[CONSEGNA 1]:
Rispondi alle seguenti domande sul testo relativo al Pnrr.
(a) Quante rate sono state erogate finora all'Italia da Bruxelles, e a quale quota dell'importo complessivo corrispondono?
(b) Quali sono stati i primi due tavoli di verifica con i ministeri e gli altri enti attuatori?
(c) A quanto ammonta la dotazione del programma Gol?
[CONSEGNA 2]: Scrivi il seguito del testo sul Pnrr, a partire dalla sua ultima frase.

[ESTRATTO DEL TESTO]:
++++++++++++++++++++

Di qui la disponibilità del Governo a nuovi incontri con gli enti attuatori (ministeri, imprese, Regioni, Comuni e Province) per affrontare le criticità che sono emerse, e nello stesso tempo anche l’accelerazione del confronto con la Commissione europea per trovare possibili soluzioni, atteso peraltro che l’Italia non è il solo Paese ad avere simili problemi anche se è quello che ha ricevuto più risorse, soprattutto prestiti). Spunta, ad esempio, l’ipotesi di una rimodulazione finanziaria che prevederebbe da parte Ue i pagamenti in funzione di quanto effettivamente è stato speso. Ma si parla anche di una sorta di “transizione post Pnrr”, una sorta di prosecuzione post 2026 del Piano limitata ad alcuni ambiti operativi, dall’acqua alle ferrovie, dalla casa all’ambiente. Di sicuro il dialogo tra Governo e Commissione è stato finora molto proficuo, con l’Italia prima per le rate erogate finora da Bruxelles (6 su 10, pari al 63% dell’importo complessivo), a riprova dell’affidabilità del Paese nel rispetto delle scadenze e dei target concordati, senza dimenticare che in ogni rata sono previste riforme, non solo finanziamenti di opere e progetti.

Foti ha ribadito che «verranno salvaguardate tutte le risorse richieste per la crescita economica e sociale dell’Italia» senza escludere qualche «aggiustamento» al Pnrr attuale. Di qui le continue verifiche organizzate con i ministeri e gli altri enti attuatori per ogni singola missione. Salute e Inclusione, non a caso, i primi due tavoli. Per il programma Gol (Garanzia di occupabilità dei lavoratori), che ha per oggetto la riqualificazione delle politiche attive del lavoro (5,45 miliardi di dotazione), gli 1,87 milioni di beneficiari sfiorano il 62,4% del target, mentre i percorsi formativi sono al 48,8% e sette Regioni non hanno raggiunto gli obiettivi. Anche nei Pinqua, i Piani per la qualità dell’abitare che valgono 2,8 miliardi, si starebbe valutando la possibilità di escludere alcuni progetti che non riuscirebbero a raggiungere l’obiettivo.

++++++++++++++++++++

[MATERIALE FORNITO]:
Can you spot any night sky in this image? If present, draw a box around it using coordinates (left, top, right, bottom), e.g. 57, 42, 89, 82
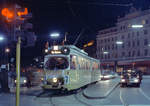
0, 0, 150, 65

++++++++++++++++++++

[RISULTATO FINALE 1]:
(a) Sei rate su dieci, pari al 63% dell'importo complessivo.
(b) Salute e Inclusione.
(c) 5,45 miliardi.

[RISULTATO FINALE 2]:
E lo stesso accadrebbe per il completamento del piano di sviluppo delle colonnine di ricarica elettrica per le auto alla luce anche delle incognite sul futuro della transizione green nel settore. Sul tappeto ci sarebbero anche difficoltà per una parte del progetto della linea ad Alta Capacità-Velocità ferroviaria Napoli-Bari il cui parziale completamento è previsto per il 2026, con l’entrata in esercizio del nuovo collegamento sia pure con tempi ancora superior a quelli previsti a cantiere definitivamente concluso. Di sicuro a complicare le cose c’è anche il ritardo con il quale la piattaforma ReGis aggiorna i pagamenti effettuati: i soggetti attuatori pubblici e privati che hanno sostenuto la spesa devono attendere a lungo per vedersela rimborsata. Il che, ovviamente, influisce e non poco sul monitoraggio della spesa effettiva certificata: il Governo, non a caso, ripete da tempo che è molto superiore a quella comunicata.